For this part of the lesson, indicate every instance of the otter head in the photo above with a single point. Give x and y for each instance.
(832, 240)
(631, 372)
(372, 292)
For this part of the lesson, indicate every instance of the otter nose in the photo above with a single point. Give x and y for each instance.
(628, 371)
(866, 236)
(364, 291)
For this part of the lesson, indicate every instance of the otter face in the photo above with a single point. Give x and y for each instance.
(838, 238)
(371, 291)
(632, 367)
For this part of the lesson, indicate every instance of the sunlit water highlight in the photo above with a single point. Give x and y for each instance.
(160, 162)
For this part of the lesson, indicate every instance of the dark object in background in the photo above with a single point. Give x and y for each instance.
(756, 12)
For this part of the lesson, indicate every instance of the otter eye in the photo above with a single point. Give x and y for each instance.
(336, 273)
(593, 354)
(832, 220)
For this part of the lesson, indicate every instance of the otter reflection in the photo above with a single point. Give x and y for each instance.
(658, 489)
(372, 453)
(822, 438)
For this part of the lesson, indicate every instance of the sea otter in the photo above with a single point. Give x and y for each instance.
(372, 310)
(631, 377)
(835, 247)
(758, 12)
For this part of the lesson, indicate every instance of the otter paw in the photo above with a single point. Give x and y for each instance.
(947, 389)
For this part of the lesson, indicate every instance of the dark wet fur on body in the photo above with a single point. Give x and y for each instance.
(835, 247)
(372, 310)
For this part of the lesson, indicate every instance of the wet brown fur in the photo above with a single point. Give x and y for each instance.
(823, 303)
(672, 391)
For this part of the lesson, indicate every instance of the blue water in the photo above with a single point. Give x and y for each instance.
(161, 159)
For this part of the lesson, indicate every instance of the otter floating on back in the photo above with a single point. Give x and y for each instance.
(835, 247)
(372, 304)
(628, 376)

——

The response should consist of the entries above, retyped exactly.

Solution to this task
For this part of the lesson, indicate every instance of the otter head in the photo above with a single point. Give x and y for each instance.
(832, 240)
(631, 372)
(372, 292)
For this part of the lesson, indicate every instance of the otter nose in the photo above with a single point. Give x and y for each instance.
(628, 371)
(866, 236)
(364, 291)
For this part of the lesson, indicate every instance of the otter face in the photo above with a single point. Give x and y for each instance.
(838, 238)
(371, 291)
(632, 367)
For this part of the lesson, indicate every instance of the sunlit water highlight in the photo above with a single point. Give x and y for each instance.
(160, 162)
For this part of the lesson, indicate every instance of the dark object in background in the photo above with a single point. Give x and y for each instance.
(756, 12)
For this part of the lesson, indicate every instance of the otter eye in the photo above with a single point. Give x and y for each instance.
(336, 273)
(593, 354)
(832, 220)
For this part of the lesson, indicate every instance of the otter reflection in the photo above with a single point. Give x and y for each instance.
(658, 489)
(372, 453)
(822, 438)
For this part of the lesson, indicate every instance of the sea otter in the photo above with a single point. Give x and y for each instance.
(372, 310)
(631, 377)
(835, 247)
(758, 12)
For this part of the lesson, indicate every instance of the otter paw in the photo above with a single point. Give x and y for each instance.
(947, 389)
For this part of the lesson, indicate every instance of the dark wet fur on body in the photo above with a single point. Give x and y for each instance.
(835, 247)
(372, 310)
For this part of the lesson, indicate every instance of the wet brown fur in the photo above with a single point. Give x and y for each instance.
(823, 303)
(672, 391)
For this part of the lesson, indicate every instance of the blue water in the photo above with a single point. Give x and y for each instance.
(161, 159)
For this part of the lesson, indicate every instance of the otter floating on back in the photo above with a single point. Give x and y for each instance.
(835, 247)
(372, 304)
(628, 376)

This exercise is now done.